WHAT TO WORK ON:
Could you reproduce all of these records exactly?
-- -- --
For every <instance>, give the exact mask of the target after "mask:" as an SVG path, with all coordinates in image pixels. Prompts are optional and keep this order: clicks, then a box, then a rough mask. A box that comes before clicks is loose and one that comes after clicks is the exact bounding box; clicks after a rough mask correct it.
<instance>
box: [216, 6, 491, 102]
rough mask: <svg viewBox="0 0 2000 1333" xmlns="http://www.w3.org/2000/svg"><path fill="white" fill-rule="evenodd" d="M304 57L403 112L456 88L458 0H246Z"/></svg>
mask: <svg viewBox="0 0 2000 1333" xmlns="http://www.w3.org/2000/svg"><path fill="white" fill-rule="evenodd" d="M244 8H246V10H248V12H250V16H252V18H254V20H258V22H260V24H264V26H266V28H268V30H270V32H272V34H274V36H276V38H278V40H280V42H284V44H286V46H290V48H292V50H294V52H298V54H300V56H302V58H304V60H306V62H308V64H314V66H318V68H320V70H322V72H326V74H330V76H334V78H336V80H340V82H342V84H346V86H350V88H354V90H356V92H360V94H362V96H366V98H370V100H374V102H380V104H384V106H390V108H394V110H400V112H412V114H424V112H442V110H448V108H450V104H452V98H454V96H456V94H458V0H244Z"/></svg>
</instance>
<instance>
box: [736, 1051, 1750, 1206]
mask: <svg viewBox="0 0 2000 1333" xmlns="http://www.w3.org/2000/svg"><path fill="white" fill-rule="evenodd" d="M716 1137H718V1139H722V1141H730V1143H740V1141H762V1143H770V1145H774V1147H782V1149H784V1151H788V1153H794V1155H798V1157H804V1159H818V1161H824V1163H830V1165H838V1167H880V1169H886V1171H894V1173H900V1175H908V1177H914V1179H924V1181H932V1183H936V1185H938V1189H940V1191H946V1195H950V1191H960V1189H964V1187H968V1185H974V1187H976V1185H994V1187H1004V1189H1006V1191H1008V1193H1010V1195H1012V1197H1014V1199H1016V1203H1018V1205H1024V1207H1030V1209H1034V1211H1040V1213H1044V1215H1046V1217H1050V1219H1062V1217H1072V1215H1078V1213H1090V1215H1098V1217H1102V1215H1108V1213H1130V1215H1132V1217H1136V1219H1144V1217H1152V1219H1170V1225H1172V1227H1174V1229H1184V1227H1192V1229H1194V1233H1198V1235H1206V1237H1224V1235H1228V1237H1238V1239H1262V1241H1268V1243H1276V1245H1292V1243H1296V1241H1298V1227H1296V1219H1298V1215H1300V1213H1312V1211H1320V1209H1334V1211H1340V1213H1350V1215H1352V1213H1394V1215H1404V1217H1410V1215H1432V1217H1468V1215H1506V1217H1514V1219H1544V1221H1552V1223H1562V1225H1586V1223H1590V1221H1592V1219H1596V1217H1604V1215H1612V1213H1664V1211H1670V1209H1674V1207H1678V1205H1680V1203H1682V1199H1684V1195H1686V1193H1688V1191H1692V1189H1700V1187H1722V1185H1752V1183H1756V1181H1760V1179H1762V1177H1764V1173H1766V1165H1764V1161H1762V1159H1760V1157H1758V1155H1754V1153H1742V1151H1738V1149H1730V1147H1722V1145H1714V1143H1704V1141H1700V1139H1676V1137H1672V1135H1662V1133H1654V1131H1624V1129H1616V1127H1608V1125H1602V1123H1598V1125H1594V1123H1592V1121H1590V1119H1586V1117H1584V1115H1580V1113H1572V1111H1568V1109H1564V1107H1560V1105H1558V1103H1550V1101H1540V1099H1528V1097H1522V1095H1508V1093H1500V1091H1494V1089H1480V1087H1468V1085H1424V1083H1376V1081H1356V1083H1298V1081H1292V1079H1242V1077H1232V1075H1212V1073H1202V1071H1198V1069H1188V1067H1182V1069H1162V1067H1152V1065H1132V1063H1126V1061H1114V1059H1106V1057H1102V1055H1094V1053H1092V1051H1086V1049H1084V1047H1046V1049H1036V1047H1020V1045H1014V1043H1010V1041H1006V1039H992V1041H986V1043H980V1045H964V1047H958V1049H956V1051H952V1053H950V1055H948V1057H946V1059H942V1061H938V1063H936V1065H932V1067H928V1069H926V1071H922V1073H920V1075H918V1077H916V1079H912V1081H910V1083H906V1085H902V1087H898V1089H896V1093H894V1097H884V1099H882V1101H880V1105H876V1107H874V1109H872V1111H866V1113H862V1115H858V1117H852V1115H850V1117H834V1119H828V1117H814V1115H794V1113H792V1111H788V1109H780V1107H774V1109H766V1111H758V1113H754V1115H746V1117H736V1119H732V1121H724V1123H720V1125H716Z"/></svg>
-- -- --
ANSWER BELOW:
For every <instance>, give the exact mask of the target after "mask:" as an SVG path, with all coordinates in image pixels. Prompts are optional and keep this order: clicks, then a box, then a rough mask. A box that comes before clicks is loose and one that comes after clicks is the exact bounding box; clicks after a rough mask correct it.
<instance>
box: [216, 6, 491, 102]
rough mask: <svg viewBox="0 0 2000 1333" xmlns="http://www.w3.org/2000/svg"><path fill="white" fill-rule="evenodd" d="M304 57L403 112L456 88L458 0H246Z"/></svg>
mask: <svg viewBox="0 0 2000 1333" xmlns="http://www.w3.org/2000/svg"><path fill="white" fill-rule="evenodd" d="M244 8H246V10H248V12H250V16H252V18H254V20H258V22H260V24H264V26H266V28H268V30H270V32H272V34H274V36H276V38H278V40H280V42H284V44H286V46H290V48H292V50H294V52H298V54H300V56H302V58H304V60H306V62H308V64H314V66H318V68H320V70H322V72H326V74H330V76H334V78H336V80H340V82H342V84H346V86H350V88H354V90H356V92H360V94H362V96H366V98H370V100H374V102H380V104H384V106H390V108H394V110H400V112H412V114H424V112H442V110H448V108H450V104H452V98H454V96H456V94H458V0H244Z"/></svg>
</instance>
<instance>
box: [736, 1051, 1750, 1206]
mask: <svg viewBox="0 0 2000 1333" xmlns="http://www.w3.org/2000/svg"><path fill="white" fill-rule="evenodd" d="M716 1137H718V1139H722V1141H730V1143H740V1141H762V1143H770V1145H774V1147H782V1149H784V1151H788V1153H794V1155H798V1157H804V1159H818V1161H824V1163H830V1165H838V1167H880V1169H886V1171H894V1173H900V1175H908V1177H914V1179H924V1181H932V1183H936V1185H938V1189H940V1191H946V1195H950V1191H960V1189H964V1187H968V1185H974V1187H976V1185H994V1187H1004V1189H1006V1191H1008V1193H1010V1195H1012V1197H1014V1199H1016V1203H1018V1205H1024V1207H1030V1209H1034V1211H1040V1213H1044V1215H1046V1217H1050V1219H1062V1217H1072V1215H1078V1213H1090V1215H1098V1217H1102V1215H1108V1213H1130V1215H1132V1217H1136V1219H1144V1217H1152V1219H1170V1225H1172V1227H1174V1229H1184V1227H1192V1229H1194V1233H1198V1235H1206V1237H1224V1235H1228V1237H1238V1239H1262V1241H1268V1243H1276V1245H1292V1243H1296V1241H1298V1227H1296V1219H1298V1215H1300V1213H1312V1211H1320V1209H1334V1211H1340V1213H1350V1215H1352V1213H1394V1215H1404V1217H1410V1215H1432V1217H1468V1215H1506V1217H1514V1219H1544V1221H1552V1223H1562V1225H1586V1223H1590V1221H1592V1219H1596V1217H1604V1215H1612V1213H1664V1211H1670V1209H1674V1207H1678V1205H1680V1203H1682V1199H1684V1195H1686V1193H1688V1191H1692V1189H1700V1187H1722V1185H1752V1183H1756V1181H1760V1179H1762V1177H1764V1173H1766V1165H1764V1161H1762V1159H1760V1157H1758V1155H1754V1153H1742V1151H1738V1149H1730V1147H1722V1145H1714V1143H1704V1141H1700V1139H1676V1137H1672V1135H1662V1133H1654V1131H1624V1129H1616V1127H1608V1125H1602V1123H1598V1125H1594V1123H1592V1121H1590V1119H1586V1117H1584V1115H1580V1113H1572V1111H1568V1109H1564V1107H1560V1105H1558V1103H1550V1101H1540V1099H1528V1097H1522V1095H1508V1093H1500V1091H1494V1089H1480V1087H1468V1085H1424V1083H1376V1081H1356V1083H1298V1081H1292V1079H1242V1077H1232V1075H1212V1073H1202V1071H1198V1069H1188V1067H1182V1069H1162V1067H1152V1065H1132V1063H1126V1061H1114V1059H1106V1057H1102V1055H1094V1053H1092V1051H1086V1049H1084V1047H1046V1049H1036V1047H1020V1045H1014V1043H1010V1041H1006V1039H992V1041H986V1043H980V1045H964V1047H958V1049H956V1051H952V1053H950V1055H948V1057H946V1059H942V1061H938V1063H936V1065H932V1067H928V1069H926V1071H922V1073H920V1075H918V1077H916V1079H912V1081H910V1083H906V1085H902V1087H898V1089H896V1093H894V1097H884V1099H882V1101H880V1105H876V1107H874V1109H872V1111H866V1113H862V1115H858V1117H852V1115H850V1117H834V1119H828V1117H814V1115H794V1113H792V1111H788V1109H780V1107H774V1109H766V1111H758V1113H754V1115H746V1117H736V1119H732V1121H724V1123H720V1125H716Z"/></svg>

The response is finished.